* **Consigne**
Filtrez les entrées ci-dessous : quelles lignes contiennent la chaîne « leaf » ? Recopiez-les toutes, en respectant la casse.

[Lignes de données d'annotation de boîtes]
'''

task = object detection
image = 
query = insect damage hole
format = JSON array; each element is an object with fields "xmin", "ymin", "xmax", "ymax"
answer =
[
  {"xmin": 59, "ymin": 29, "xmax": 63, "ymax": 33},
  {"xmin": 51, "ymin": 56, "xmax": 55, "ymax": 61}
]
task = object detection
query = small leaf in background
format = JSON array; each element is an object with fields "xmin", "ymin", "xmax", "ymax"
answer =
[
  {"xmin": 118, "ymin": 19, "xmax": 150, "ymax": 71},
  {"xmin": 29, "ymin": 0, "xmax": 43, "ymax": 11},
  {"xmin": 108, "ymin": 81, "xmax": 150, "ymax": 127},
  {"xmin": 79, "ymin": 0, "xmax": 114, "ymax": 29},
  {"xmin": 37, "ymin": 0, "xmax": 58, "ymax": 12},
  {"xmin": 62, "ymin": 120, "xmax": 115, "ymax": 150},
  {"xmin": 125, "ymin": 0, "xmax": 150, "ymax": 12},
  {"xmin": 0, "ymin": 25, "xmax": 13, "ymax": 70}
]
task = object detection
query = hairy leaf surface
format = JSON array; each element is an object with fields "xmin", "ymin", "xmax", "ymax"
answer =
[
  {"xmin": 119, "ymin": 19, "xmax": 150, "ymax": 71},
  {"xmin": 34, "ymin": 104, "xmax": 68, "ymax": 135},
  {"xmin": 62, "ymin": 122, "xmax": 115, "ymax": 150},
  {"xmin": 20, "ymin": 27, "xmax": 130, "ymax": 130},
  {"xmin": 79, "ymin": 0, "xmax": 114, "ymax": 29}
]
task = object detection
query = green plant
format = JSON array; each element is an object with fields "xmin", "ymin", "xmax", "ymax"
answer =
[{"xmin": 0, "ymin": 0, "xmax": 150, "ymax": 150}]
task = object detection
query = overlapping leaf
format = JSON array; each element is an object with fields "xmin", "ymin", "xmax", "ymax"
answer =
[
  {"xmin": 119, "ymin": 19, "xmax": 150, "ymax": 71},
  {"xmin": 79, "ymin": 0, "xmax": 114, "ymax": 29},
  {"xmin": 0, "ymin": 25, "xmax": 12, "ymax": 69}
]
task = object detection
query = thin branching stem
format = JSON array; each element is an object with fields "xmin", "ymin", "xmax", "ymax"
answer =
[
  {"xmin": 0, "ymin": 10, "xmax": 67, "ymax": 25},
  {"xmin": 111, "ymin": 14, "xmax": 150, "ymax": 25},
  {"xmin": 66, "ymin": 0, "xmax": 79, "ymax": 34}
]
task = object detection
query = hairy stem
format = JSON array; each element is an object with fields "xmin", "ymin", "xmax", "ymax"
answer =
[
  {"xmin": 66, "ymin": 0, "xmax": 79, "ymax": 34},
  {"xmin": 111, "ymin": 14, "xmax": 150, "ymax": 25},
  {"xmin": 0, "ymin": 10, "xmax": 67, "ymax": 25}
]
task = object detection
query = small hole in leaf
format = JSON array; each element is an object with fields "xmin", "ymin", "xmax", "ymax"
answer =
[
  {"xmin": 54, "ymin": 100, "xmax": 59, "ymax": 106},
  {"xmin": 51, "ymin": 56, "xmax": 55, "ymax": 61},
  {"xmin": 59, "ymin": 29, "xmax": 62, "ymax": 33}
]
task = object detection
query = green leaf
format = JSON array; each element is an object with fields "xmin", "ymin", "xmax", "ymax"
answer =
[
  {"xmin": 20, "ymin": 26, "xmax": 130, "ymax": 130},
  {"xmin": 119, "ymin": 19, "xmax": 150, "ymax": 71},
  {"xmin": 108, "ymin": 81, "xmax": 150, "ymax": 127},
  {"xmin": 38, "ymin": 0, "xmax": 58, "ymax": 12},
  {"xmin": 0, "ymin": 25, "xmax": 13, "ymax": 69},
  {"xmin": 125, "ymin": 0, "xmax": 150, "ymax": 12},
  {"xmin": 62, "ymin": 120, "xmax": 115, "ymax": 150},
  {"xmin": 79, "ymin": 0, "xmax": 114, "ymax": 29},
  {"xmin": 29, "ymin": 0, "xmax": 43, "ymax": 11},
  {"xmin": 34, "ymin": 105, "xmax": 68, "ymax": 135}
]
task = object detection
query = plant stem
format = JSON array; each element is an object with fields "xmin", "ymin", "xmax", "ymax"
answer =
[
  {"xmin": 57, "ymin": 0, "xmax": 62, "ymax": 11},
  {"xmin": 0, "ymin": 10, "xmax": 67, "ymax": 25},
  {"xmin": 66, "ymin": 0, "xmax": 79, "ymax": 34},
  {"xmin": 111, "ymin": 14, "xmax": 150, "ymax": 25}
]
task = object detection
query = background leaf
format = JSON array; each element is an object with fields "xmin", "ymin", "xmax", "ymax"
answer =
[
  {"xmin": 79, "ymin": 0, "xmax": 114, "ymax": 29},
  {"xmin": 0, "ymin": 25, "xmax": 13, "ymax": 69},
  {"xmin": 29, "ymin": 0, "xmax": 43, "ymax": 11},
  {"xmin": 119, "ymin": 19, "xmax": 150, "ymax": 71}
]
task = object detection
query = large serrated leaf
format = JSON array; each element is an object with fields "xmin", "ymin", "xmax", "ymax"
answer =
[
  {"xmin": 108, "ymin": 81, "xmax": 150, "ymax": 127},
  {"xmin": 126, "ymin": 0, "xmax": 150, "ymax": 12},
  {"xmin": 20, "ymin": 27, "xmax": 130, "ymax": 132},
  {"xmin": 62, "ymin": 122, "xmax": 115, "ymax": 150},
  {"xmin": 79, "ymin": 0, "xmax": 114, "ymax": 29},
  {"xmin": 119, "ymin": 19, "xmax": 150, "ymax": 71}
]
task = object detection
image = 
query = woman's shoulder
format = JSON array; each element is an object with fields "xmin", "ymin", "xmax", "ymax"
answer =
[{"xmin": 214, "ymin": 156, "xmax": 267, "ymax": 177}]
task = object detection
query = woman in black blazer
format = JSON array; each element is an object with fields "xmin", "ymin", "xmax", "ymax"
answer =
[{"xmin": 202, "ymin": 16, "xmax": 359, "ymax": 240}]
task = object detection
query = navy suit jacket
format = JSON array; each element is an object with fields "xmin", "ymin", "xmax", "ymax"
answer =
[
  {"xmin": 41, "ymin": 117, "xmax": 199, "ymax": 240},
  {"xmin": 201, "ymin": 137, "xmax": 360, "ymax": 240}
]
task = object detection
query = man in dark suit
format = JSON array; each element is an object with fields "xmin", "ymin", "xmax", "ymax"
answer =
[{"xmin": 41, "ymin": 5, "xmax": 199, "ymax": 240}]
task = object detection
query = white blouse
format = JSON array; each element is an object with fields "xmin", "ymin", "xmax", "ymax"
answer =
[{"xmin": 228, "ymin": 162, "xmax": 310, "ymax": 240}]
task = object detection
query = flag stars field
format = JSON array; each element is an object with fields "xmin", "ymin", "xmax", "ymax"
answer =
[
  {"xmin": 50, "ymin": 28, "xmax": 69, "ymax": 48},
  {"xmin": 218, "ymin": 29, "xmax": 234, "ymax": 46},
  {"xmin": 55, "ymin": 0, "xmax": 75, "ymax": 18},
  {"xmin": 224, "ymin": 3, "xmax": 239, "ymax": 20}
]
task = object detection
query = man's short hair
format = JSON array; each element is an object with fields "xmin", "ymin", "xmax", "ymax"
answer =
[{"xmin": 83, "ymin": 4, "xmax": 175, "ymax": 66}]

'''

* **Réponse**
query = small leaf in background
query = hairy leaf surface
query = overlapping leaf
query = small hole in leaf
query = green leaf
query = background leaf
query = large serrated leaf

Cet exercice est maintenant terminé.